SOURCE TEXT:
(begin)
Amorphous silica is a commonly used catalyst support because of its thermal and mechanical stability, large surface area, and its chemical inertness. The surface of silica is terminated by silanol groups which may be categorized as isolated, geminal, vicinal etc. Real amorphous silicas are created via sol–gel synthesis, spray drying, pyrolysis, or precipitation methods. Silica can be calcined to increase its mechanical strength and to remove adsorbed water.35–40 The calcination temperature also determines the residual surface silanol density, which in turn influences the activity of the supported catalyst.23,41,42

Many studies have used spectroscopic techniques like IR, NMR, and EPR to investigate the populations of different silanol types.43,44 However, in contrast to crystalline materials, the absence of long-range order results in broad peaks that complicate the precise characterization of silica.

Silicas of different types exhibit different ring size distributions,45–47 and silanols of the same type can have different bond angles and different dihedral angles.35,44 These subtle structural differences between silanols and their environments are likely to influence their reactivity. Many investigators have grafted metal atoms to silica via reactions between silanols and molecular complexes like AlCl3,48 GaR3,49,50 TiCl4,51–53 and VOCl3.54,55 These grafting reactions are useful both as probes of local structure and as routes to supported organometallic catalysts.

In a typical grafting experiment, a fluid phase molecular precursor reacts with amorphous silica.49,55,56 A protonolysis reaction between the precursor and surface silanols results in a metal atom grafted to the silica surface with one, two, or three M–O–Si linkages, sometimes called monopodal, bipodal, or tripodal species, Fig. 1.24,57–60

image file: c9re00357f-f1.tif
Fig. 1 Scheme showing the grafting of a molecular ML2 complex to a vicinal silanol pair. The metal forms two bonds to the silanolate oxygens while two HL molecules are eliminated. The metal may also coordinate to nearby siloxane oxygens.
(end)
DATASET EXTRACT:
(begin)
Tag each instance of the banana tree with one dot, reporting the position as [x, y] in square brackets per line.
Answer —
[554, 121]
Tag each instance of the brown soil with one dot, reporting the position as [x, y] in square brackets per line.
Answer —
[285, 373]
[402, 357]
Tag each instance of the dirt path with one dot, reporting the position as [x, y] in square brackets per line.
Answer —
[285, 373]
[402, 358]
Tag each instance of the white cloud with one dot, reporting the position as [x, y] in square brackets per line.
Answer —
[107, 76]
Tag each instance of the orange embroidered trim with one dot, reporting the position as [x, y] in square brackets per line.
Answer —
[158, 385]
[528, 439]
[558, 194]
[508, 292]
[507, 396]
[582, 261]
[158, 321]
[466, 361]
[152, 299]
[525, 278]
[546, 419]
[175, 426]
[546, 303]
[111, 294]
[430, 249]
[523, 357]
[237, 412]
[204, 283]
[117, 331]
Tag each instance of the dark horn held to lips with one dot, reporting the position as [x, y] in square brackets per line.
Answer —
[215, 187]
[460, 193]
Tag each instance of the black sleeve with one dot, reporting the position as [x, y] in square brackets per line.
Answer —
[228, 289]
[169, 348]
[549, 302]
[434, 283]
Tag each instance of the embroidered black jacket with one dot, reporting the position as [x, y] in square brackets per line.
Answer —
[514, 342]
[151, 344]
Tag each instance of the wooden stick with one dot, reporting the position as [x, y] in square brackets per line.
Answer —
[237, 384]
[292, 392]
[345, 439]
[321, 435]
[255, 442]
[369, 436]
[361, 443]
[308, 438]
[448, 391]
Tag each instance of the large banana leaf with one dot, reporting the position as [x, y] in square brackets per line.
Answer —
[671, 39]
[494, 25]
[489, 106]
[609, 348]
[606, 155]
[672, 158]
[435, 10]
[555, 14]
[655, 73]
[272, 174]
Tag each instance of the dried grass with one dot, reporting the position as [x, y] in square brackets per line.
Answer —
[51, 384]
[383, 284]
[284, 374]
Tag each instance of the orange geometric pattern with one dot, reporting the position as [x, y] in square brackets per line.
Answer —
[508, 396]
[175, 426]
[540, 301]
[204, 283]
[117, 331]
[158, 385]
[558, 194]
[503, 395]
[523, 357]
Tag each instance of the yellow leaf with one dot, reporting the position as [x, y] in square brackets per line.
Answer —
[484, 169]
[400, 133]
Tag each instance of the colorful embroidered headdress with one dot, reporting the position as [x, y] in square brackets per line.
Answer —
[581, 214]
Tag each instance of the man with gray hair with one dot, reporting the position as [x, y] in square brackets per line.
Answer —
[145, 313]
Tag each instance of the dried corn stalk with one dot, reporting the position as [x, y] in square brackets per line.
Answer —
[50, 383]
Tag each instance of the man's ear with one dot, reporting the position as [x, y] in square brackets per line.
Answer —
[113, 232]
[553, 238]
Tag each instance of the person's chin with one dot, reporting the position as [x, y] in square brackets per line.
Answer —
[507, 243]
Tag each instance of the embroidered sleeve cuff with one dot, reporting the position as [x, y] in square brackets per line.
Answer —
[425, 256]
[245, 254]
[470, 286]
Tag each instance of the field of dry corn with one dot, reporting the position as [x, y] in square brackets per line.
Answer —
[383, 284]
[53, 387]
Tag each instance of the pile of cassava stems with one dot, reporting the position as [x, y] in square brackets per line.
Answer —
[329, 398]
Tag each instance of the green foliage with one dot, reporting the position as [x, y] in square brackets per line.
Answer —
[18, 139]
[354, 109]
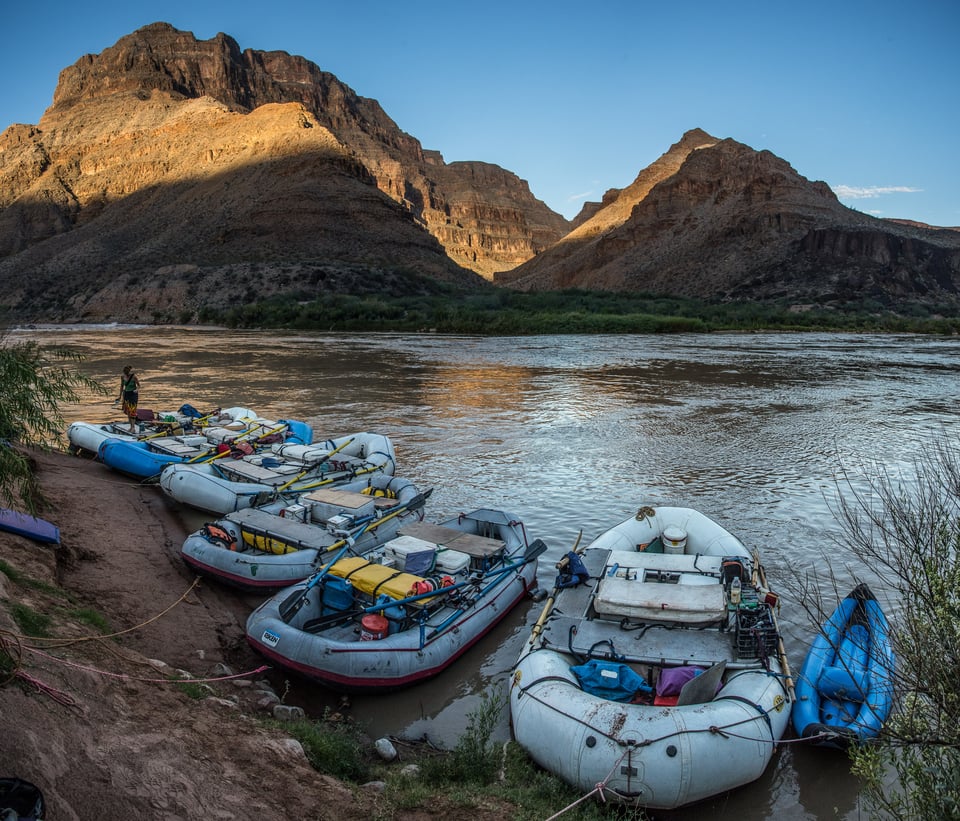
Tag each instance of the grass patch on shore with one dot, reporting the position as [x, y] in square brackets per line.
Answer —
[478, 775]
[502, 312]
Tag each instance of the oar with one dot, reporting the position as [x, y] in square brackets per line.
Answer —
[781, 650]
[292, 604]
[415, 503]
[194, 422]
[536, 549]
[204, 459]
[314, 467]
[532, 552]
[353, 474]
[538, 627]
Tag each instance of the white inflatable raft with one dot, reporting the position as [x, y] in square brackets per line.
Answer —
[363, 624]
[277, 545]
[598, 695]
[225, 485]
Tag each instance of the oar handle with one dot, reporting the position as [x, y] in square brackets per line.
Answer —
[548, 605]
[781, 649]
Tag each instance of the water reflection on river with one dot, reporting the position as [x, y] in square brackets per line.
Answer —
[574, 433]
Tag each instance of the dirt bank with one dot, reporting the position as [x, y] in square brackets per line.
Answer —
[92, 722]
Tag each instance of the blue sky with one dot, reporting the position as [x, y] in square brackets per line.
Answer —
[578, 97]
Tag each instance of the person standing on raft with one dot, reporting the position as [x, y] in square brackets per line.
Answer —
[130, 395]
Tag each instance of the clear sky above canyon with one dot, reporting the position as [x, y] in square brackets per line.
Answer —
[577, 98]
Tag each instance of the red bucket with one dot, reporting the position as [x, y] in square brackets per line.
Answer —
[373, 627]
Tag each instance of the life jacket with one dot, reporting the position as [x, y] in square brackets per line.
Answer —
[214, 533]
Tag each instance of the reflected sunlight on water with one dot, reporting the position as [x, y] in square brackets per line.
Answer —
[575, 433]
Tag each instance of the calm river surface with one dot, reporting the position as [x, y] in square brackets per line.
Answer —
[574, 433]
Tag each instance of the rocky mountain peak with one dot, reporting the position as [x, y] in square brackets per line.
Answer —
[492, 225]
[716, 218]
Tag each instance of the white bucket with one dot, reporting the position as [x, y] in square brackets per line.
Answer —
[674, 540]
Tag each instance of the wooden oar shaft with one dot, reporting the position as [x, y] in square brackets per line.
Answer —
[781, 649]
[538, 627]
[300, 475]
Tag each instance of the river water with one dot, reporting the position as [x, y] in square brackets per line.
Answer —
[574, 433]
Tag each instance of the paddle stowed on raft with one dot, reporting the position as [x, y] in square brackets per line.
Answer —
[405, 611]
[284, 471]
[654, 677]
[273, 546]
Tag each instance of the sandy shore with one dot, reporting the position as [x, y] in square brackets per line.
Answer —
[92, 722]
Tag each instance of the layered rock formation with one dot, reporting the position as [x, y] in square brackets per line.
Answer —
[716, 219]
[172, 175]
[210, 171]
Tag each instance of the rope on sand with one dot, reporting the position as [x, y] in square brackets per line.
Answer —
[13, 646]
[56, 642]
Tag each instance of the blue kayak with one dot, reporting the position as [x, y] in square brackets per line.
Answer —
[23, 524]
[845, 687]
[145, 459]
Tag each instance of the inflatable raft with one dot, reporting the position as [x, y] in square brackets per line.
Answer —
[845, 687]
[277, 545]
[87, 437]
[405, 611]
[655, 674]
[146, 458]
[284, 470]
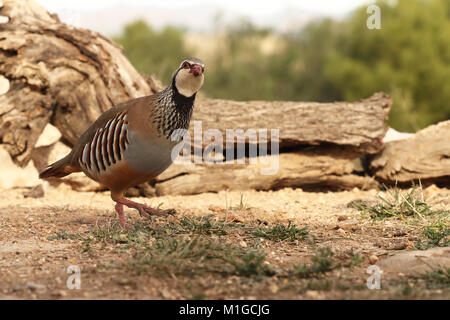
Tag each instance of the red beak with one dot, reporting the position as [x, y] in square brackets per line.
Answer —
[196, 70]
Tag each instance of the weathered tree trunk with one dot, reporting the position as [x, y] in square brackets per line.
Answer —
[56, 73]
[424, 156]
[53, 73]
[316, 168]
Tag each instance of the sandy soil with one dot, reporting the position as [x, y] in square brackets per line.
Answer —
[41, 237]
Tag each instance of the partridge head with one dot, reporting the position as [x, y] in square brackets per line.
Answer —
[131, 143]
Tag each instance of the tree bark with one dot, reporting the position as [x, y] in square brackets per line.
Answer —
[56, 73]
[424, 156]
[358, 126]
[316, 168]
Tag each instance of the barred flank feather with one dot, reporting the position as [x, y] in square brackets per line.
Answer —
[58, 169]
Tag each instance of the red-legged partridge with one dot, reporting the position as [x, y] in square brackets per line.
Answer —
[132, 142]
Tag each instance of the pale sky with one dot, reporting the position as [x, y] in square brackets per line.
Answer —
[108, 16]
[250, 7]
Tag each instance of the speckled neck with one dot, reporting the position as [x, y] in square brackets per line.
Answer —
[173, 111]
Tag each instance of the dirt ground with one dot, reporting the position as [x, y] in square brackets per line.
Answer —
[165, 258]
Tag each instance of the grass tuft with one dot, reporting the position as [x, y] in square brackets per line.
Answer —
[438, 235]
[398, 204]
[281, 232]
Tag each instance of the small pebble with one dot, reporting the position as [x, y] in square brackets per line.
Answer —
[373, 259]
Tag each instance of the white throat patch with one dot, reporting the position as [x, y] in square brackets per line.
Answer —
[187, 84]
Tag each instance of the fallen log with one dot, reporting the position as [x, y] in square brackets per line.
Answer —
[53, 72]
[312, 169]
[424, 156]
[359, 126]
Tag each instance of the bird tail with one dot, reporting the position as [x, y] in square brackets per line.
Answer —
[58, 169]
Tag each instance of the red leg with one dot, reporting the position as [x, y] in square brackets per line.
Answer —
[143, 209]
[122, 219]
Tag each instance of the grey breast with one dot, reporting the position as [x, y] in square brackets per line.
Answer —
[149, 155]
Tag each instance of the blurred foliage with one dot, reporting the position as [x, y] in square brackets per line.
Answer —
[408, 58]
[153, 52]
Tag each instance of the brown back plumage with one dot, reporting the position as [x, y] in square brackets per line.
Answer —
[109, 127]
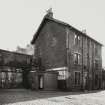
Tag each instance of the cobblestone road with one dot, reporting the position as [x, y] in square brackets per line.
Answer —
[28, 97]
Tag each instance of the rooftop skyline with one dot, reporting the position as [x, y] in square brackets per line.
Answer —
[19, 19]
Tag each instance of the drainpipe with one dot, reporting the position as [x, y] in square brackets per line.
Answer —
[82, 67]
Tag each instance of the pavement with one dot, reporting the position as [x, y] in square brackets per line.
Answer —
[28, 97]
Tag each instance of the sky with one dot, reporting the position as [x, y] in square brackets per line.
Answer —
[19, 19]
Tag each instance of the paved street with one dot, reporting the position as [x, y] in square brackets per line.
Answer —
[27, 97]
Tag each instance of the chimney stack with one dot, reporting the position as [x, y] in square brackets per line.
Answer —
[84, 31]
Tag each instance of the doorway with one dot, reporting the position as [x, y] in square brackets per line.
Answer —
[41, 81]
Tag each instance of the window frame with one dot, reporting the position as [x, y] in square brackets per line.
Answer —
[77, 80]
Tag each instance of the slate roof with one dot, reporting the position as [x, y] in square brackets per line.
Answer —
[62, 23]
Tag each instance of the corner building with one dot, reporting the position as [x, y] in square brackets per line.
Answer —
[72, 54]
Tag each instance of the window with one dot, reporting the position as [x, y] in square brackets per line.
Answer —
[77, 78]
[76, 58]
[76, 39]
[96, 64]
[96, 49]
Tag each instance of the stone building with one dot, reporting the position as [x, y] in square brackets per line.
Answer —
[75, 56]
[14, 68]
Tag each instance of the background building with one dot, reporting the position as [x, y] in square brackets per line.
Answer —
[14, 68]
[74, 55]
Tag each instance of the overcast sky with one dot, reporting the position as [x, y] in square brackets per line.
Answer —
[19, 19]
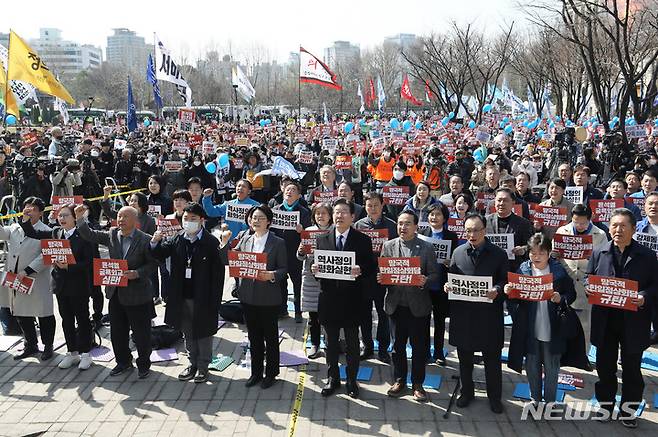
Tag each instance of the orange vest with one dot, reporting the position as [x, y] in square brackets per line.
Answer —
[384, 170]
[416, 174]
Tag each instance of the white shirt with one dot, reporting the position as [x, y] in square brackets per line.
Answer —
[344, 236]
[258, 243]
[542, 320]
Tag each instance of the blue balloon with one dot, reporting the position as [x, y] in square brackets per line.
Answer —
[222, 159]
[211, 168]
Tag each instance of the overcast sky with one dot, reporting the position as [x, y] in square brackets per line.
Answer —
[278, 25]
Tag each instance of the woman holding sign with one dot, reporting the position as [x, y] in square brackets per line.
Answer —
[536, 330]
[261, 297]
[72, 286]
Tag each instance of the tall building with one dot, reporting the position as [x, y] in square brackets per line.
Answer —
[403, 40]
[341, 53]
[126, 48]
[65, 58]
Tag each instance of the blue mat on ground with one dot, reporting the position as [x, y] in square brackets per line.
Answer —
[522, 391]
[638, 412]
[364, 374]
[431, 381]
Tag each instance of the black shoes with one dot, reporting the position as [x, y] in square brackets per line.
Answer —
[27, 352]
[121, 368]
[331, 387]
[253, 380]
[187, 374]
[201, 376]
[464, 399]
[268, 382]
[47, 353]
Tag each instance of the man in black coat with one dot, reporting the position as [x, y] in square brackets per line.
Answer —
[504, 221]
[196, 284]
[292, 201]
[612, 328]
[338, 305]
[478, 326]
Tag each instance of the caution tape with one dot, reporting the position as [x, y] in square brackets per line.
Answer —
[93, 199]
[299, 395]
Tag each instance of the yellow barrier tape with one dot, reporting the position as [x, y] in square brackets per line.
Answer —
[299, 395]
[93, 199]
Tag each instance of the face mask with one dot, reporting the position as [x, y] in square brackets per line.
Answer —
[191, 228]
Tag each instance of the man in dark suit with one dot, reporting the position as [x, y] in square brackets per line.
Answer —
[196, 284]
[131, 307]
[292, 197]
[339, 303]
[375, 293]
[478, 326]
[612, 328]
[504, 221]
[409, 307]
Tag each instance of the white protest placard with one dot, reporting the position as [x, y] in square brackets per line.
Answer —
[469, 288]
[286, 220]
[574, 194]
[441, 248]
[505, 242]
[335, 264]
[237, 212]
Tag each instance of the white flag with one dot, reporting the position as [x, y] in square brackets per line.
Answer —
[170, 72]
[242, 84]
[381, 95]
[360, 94]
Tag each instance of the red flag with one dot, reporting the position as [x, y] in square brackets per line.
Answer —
[370, 98]
[405, 92]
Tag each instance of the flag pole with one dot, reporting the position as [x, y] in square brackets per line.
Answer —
[4, 118]
[299, 89]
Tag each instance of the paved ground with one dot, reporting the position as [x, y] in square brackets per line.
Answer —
[39, 397]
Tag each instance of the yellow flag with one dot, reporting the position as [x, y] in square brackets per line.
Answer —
[11, 107]
[26, 65]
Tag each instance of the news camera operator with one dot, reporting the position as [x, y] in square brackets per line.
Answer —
[66, 178]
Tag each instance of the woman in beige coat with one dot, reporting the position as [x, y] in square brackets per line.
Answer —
[24, 258]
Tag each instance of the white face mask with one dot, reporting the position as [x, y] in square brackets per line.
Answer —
[191, 228]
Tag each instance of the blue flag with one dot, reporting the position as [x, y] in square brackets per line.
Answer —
[131, 113]
[150, 76]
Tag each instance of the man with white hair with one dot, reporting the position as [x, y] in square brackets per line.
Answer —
[131, 307]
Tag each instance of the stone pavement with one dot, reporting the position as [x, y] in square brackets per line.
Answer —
[41, 398]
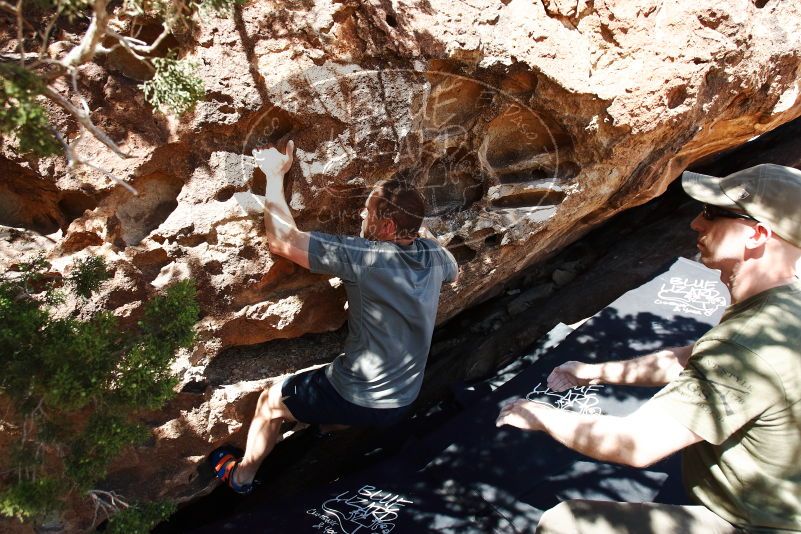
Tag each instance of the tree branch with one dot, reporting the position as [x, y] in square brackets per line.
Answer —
[84, 120]
[73, 161]
[94, 34]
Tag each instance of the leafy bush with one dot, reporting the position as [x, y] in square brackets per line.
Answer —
[21, 115]
[76, 386]
[175, 88]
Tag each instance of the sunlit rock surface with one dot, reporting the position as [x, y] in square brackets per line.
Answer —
[525, 123]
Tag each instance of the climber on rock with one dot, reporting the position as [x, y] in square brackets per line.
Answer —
[731, 401]
[392, 278]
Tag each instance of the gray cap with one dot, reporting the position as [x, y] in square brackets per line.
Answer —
[769, 193]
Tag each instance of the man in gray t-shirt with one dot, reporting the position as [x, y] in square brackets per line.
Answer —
[392, 279]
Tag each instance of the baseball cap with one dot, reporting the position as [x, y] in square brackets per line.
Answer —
[769, 193]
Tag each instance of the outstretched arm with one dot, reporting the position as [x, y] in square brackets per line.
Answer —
[639, 440]
[283, 235]
[655, 369]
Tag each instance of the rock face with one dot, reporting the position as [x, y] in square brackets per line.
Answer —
[525, 123]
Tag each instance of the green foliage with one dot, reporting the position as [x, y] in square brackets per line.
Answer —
[140, 519]
[101, 441]
[76, 385]
[29, 498]
[179, 12]
[175, 88]
[21, 115]
[88, 275]
[70, 8]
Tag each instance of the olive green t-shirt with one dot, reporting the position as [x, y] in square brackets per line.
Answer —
[741, 393]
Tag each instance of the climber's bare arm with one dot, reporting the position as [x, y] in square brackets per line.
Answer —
[283, 235]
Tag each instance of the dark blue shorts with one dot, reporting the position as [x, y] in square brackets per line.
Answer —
[312, 399]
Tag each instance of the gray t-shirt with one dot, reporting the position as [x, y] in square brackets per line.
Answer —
[393, 292]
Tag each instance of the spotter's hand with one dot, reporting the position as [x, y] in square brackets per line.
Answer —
[522, 413]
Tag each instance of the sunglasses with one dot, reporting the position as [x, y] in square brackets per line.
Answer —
[710, 213]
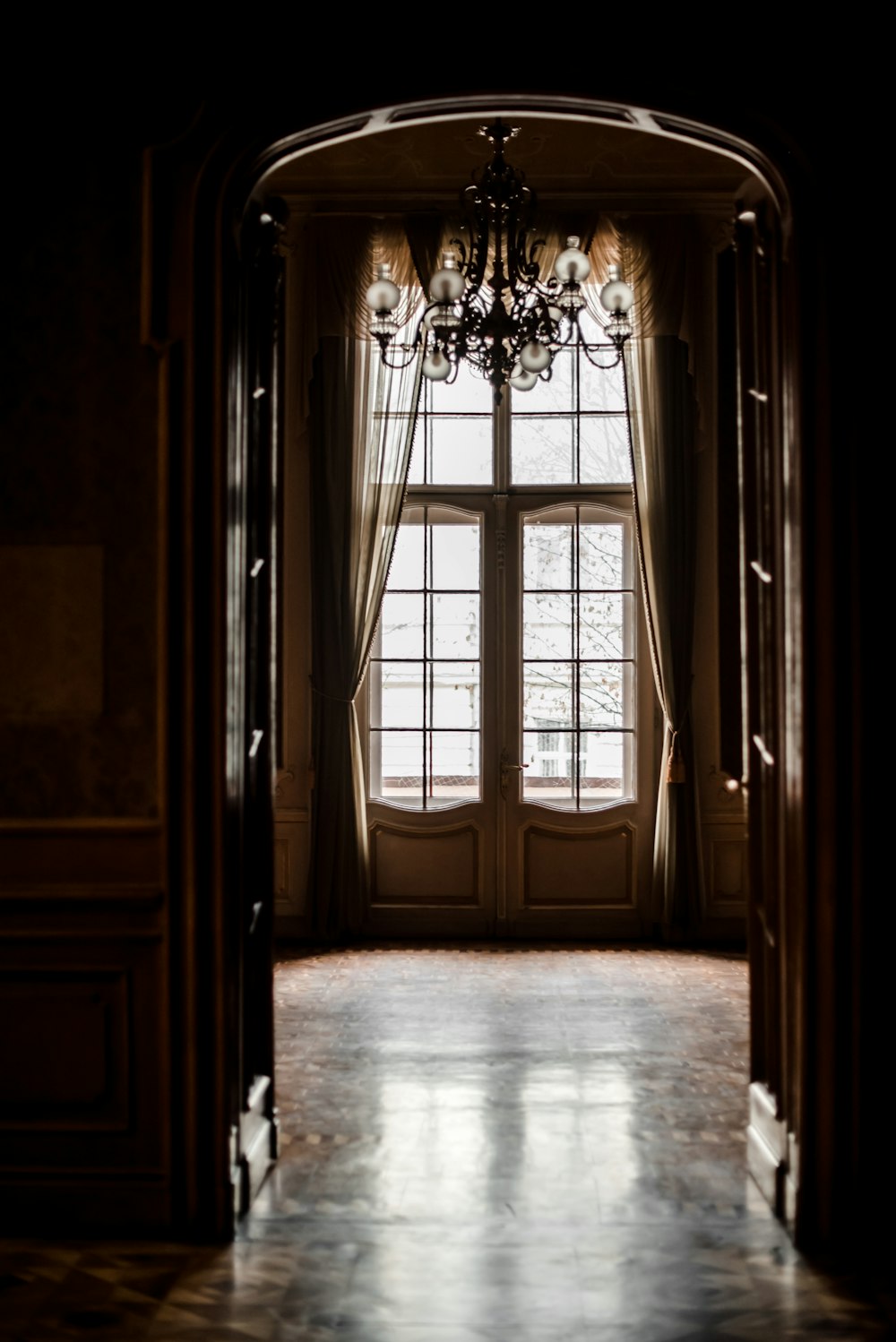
(end)
OBJECTIVES:
- A) Answer these questions about the silica text, each on its own line:
(i) Which four methods are named for creating real amorphous silicas?
(ii) Which spectroscopic techniques have many studies used to investigate the populations of different silanol types?
(iii) What are grafted metal species with one, two, or three M–O–Si linkages sometimes called?
- B) Locate every line in the records that holds the string "dirt", and copy each of those lines.

TASK SOLUTIONS:
- A)
(i) Sol–gel synthesis, spray drying, pyrolysis, and precipitation.
(ii) IR, NMR, and EPR.
(iii) Monopodal, bipodal, or tripodal species.

- B)
Tag each instance of the dirt path with one dot, reporting the position as [x, y] in square brackets per line.
Tag each instance of the dirt bank with one dot, reporting the position as [x, y] in square brackets per line.
Tag each instance of the dirt ground with one dot, reporting the position as [x, y] in square brackets per line.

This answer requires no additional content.